**** Stored data ****

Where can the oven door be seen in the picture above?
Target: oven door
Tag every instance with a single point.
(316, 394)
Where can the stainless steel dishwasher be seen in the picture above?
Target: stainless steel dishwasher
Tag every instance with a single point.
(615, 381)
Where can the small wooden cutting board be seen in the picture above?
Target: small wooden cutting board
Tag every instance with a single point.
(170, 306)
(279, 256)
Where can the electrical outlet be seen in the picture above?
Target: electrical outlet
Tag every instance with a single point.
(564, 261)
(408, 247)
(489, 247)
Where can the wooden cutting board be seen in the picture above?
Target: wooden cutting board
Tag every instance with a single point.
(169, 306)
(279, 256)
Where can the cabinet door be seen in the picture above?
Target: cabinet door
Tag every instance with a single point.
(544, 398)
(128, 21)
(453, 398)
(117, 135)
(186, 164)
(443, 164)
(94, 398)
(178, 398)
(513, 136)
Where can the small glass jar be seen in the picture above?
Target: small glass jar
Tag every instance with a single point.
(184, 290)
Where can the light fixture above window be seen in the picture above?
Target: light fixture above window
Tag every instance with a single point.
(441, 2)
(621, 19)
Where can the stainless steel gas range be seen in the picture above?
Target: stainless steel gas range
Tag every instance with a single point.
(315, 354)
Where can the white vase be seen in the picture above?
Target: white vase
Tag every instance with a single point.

****

**Brief**
Locate the lines above that hold the word "board". Show every one of them.

**Answer to this problem**
Where can the small wooden cutting board be seen in the picture above?
Target: small wooden cutting board
Where can the wooden cutting board be seen in the picture above?
Target: wooden cutting board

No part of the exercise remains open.